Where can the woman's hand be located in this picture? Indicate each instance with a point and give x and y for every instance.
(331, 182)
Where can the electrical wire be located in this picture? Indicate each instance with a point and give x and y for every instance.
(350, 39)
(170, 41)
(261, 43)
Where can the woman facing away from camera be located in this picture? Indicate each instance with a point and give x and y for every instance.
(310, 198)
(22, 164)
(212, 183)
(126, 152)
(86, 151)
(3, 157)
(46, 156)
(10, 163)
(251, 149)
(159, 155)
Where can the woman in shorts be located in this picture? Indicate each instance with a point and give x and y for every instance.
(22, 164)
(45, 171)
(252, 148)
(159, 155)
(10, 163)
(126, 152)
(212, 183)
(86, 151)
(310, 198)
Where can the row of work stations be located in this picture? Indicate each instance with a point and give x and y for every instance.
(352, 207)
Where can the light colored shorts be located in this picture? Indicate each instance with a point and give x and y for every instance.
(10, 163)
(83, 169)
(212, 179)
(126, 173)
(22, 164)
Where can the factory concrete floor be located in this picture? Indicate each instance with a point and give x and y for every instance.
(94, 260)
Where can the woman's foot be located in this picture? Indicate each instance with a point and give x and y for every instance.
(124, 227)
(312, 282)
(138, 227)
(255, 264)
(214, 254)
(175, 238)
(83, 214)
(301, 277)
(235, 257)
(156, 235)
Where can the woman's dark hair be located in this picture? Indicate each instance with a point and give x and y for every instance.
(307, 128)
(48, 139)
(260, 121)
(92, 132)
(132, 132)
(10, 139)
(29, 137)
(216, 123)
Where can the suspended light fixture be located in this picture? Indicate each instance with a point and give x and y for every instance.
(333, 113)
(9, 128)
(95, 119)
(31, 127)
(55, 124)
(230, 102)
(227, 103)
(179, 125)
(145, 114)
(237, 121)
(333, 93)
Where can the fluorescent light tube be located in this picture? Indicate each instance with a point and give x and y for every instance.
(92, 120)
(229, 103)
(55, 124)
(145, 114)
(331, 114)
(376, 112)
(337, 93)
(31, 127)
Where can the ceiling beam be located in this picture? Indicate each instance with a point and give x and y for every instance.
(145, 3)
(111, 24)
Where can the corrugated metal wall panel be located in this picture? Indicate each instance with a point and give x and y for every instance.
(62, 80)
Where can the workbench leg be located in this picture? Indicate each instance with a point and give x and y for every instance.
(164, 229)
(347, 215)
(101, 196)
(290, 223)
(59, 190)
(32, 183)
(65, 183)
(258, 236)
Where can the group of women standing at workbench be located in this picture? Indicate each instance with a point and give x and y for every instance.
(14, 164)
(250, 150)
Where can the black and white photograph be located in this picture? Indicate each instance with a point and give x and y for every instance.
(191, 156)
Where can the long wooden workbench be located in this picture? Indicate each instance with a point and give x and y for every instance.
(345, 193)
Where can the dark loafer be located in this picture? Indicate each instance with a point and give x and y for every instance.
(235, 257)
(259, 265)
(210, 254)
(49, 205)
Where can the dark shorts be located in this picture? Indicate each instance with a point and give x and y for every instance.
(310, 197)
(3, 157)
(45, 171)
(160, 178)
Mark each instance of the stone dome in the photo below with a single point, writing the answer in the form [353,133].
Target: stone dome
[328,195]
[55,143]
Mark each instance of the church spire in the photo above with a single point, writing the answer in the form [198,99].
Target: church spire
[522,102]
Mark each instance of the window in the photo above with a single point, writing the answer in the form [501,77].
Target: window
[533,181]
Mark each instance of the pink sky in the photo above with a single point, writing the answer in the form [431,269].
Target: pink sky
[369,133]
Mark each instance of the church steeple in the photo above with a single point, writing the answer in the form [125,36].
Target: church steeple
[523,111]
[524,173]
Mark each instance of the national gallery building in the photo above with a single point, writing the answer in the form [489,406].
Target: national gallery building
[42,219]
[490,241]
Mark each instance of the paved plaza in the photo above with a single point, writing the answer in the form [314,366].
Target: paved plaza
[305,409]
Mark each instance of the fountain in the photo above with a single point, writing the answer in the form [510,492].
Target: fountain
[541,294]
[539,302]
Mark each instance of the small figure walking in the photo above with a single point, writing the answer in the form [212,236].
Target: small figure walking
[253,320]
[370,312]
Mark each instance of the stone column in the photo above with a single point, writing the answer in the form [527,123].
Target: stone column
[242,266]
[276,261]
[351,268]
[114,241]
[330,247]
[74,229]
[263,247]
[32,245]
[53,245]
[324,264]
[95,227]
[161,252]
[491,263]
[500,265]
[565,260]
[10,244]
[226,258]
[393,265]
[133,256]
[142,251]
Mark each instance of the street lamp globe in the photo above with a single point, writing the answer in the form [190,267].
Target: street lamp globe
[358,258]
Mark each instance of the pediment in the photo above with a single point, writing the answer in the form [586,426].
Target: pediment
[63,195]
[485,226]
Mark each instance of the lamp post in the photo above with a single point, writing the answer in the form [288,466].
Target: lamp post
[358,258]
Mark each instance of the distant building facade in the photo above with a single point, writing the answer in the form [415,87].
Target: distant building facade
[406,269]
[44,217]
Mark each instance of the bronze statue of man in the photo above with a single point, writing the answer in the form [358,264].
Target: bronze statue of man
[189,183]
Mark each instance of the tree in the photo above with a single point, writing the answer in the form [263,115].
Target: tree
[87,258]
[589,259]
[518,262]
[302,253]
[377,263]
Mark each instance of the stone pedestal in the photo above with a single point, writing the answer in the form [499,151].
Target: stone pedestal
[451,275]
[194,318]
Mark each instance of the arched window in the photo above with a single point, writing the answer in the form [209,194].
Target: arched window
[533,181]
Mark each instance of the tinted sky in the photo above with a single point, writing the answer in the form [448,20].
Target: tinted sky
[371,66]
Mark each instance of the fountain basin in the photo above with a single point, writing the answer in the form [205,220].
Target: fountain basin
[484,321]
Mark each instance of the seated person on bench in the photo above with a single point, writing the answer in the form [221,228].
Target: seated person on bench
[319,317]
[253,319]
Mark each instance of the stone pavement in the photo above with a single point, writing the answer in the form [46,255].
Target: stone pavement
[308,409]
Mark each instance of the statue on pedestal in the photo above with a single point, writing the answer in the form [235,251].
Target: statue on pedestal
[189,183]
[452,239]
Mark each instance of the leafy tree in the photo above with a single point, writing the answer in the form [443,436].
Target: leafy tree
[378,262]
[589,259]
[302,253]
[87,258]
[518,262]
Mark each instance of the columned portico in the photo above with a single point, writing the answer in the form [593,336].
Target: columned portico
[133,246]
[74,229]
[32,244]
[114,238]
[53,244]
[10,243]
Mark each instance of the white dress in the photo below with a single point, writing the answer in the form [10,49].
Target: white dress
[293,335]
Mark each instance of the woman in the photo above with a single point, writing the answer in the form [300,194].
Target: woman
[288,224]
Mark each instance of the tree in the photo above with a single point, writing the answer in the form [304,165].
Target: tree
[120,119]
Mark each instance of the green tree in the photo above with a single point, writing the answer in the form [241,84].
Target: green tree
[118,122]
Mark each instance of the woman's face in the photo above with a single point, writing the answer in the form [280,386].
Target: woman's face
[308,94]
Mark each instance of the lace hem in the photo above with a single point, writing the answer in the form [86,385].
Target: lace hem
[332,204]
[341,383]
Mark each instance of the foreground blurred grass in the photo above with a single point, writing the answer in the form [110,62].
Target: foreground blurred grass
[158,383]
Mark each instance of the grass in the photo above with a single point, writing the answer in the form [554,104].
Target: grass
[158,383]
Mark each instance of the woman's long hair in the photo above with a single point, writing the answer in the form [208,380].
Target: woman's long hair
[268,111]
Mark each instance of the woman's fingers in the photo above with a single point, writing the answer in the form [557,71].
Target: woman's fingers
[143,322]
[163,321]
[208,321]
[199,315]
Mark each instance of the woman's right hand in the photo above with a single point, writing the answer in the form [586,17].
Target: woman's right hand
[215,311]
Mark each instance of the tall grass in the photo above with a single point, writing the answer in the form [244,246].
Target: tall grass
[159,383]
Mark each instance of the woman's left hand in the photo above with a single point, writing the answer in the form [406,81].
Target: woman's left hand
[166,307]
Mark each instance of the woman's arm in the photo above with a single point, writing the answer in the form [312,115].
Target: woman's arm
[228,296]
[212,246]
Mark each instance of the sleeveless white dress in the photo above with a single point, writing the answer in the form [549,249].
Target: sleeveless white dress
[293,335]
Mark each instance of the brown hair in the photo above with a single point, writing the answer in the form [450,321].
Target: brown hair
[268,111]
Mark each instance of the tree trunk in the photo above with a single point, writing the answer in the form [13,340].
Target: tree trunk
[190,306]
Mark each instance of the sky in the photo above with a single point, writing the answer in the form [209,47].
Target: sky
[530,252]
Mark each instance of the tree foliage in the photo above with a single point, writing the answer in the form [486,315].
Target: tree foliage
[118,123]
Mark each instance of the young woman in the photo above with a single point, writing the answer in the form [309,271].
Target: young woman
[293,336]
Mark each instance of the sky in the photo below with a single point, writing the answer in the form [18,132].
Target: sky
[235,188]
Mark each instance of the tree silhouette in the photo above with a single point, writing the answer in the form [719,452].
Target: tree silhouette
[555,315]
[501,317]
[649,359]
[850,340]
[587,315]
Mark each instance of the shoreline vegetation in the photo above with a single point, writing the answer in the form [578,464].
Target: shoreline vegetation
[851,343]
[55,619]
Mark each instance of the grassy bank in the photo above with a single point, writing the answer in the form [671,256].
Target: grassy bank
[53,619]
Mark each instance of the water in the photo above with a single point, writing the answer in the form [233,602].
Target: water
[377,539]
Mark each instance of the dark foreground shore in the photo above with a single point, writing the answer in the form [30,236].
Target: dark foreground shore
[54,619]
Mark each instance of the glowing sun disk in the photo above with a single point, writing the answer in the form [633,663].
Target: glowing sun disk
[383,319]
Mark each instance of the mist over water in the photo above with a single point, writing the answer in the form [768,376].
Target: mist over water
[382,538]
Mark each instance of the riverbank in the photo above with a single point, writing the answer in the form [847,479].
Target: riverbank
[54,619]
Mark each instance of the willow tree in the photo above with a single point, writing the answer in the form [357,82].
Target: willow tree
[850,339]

- [TASK OBJECTIVE]
Everything from the line containing "Mark each instance of the young" to the last line of the entries above should be quoted exactly, and only that.

- [WRITTEN SOLUTION]
Mark each instance of the young woman in the photo above with a single point, writing the answer in the form [309,271].
Target: young woman
[293,336]
Mark each instance of the sky in the photo below with a single point, writing the answer in the form [18,132].
Target: sky
[235,188]
Mark each instance of the tree silhouette in the photo above with a single point, writing the answer in the form [719,452].
Target: tree silhouette
[555,315]
[501,317]
[649,359]
[850,340]
[587,315]
Mark each instance of the shoreline vegetation in the photo above with a single point, writing the answer in the form [578,464].
Target: shoreline vegetation
[851,343]
[55,619]
Mark each instance of the grassy bank in the photo above with a single point, writing the answer in the form [671,256].
Target: grassy bank
[53,619]
Mark each instance of the water in the photo above with a single point, writing the answer in the form [233,602].
Target: water
[377,539]
Mark each instance of the dark foreground shore in the photo above with a single point, writing the answer in the form [30,236].
Target: dark foreground shore
[54,619]
Mark each instance of the glowing sun disk in the photo above with a single point, writing the answer in the form [633,663].
Target: glowing sun disk
[383,319]
Mark each instance of the mist over water in the photo above with a single point, writing the answer in the form [768,376].
Target: mist over water
[382,538]
Mark each instance of the riverbank in the photo above with a single point, writing the answer in the form [847,479].
Target: riverbank
[54,619]
Mark each instance of the willow tree in the photo above with a single point, writing the answer in the form [357,82].
Target: willow tree
[850,339]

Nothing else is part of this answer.